Tasks for this exercise:
(a) From the passage about the Chicago Mirage bar investigation, translate this sentence into Spanish: "Everybody was afraid of City Hall."
(b) Carry on the passage about the Chicago Mirage bar investigation from the point where it stops.

Page excerpt:
☆ ☆ ☆ ☆ ☆ ☆ ☆

And therein lay a story.

Investigative reporters had known the problem for years. The system in Chicago was government by envelope: shakedowns and payoffs, finagling and fixes. The victims, mostly people who ran businesses in the city, were always asking for help. But nobody would come forward. Nobody would go on record.

Everybody was afraid of City Hall.

That's when the idea came. Investigative reporters sometimes infiltrated places -- nursing homes, abortion mills. Why not try to infiltrate a city?

Pamela Zekman made it happen. The idea was to buy a bar and let the city come in with its hands out. She and Sun-Times reporter Zay N. Smith became Pam the Barmaid and Norty the Bartender. William Recktenwald of the Better Government Association was in on it, too, as well as a mysterious backer named Ray.

The bar was called the Mirage. It was at 731 N. Wells. It was a place for cold beer and hot graft for four months in 1977.

And the city did come to call.

There was a payoff parade of city and state inspectors, hands out, in search of health and safety violations to wink at. Six accountants offered to keep, and kept, endless crooked books for the tax man.

☆ ☆ ☆ ☆ ☆ ☆ ☆

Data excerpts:

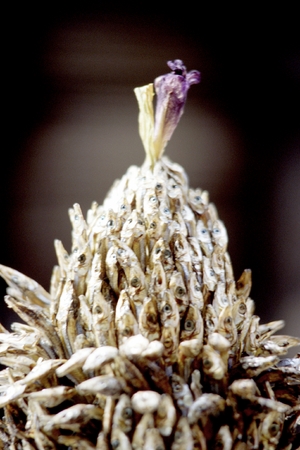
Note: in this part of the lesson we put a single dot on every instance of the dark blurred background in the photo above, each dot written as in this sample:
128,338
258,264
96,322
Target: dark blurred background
70,127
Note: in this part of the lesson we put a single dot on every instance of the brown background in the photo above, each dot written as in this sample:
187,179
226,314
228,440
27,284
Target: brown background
70,128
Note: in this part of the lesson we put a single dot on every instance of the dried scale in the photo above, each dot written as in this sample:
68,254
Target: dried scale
146,341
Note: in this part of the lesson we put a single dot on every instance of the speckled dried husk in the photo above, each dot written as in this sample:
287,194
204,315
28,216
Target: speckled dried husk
145,341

☆ ☆ ☆ ☆ ☆ ☆ ☆

Numbered answers:
(a) Todo el mundo le tenía miedo al Ayuntamiento.

(b)
It was all put down on paper by the reporters and BGA investigators -- and made vivid by Sun-Times photographers Gene Pesek and Jim Frost, snapping quietly from a hidden loft.

The series ran 25 parts in January 1978, attracting worldwide attention. The result? Federal investigators told the Sun-Times that payoffs were shut down across the city.

For two months. Then the prices went up because the heat was on. This was Chicago, remember.

Then came serious reforms -- new procedures in city inspections, code revisions, state and city investigations.

The IRS sent in 20 agents to take a closer look at tax fraud by cash businesses. The Illinois Department of Revenue formed a new investigative unit: the Mirage Audit Unit.

An ongoing federal probe, spurred by the Mirage findings, indicted a third of the city's electrical inspectors in 1978, with many more indictments to come.

It appeared briefly, served its purpose and then it was gone. It was all a Mirage.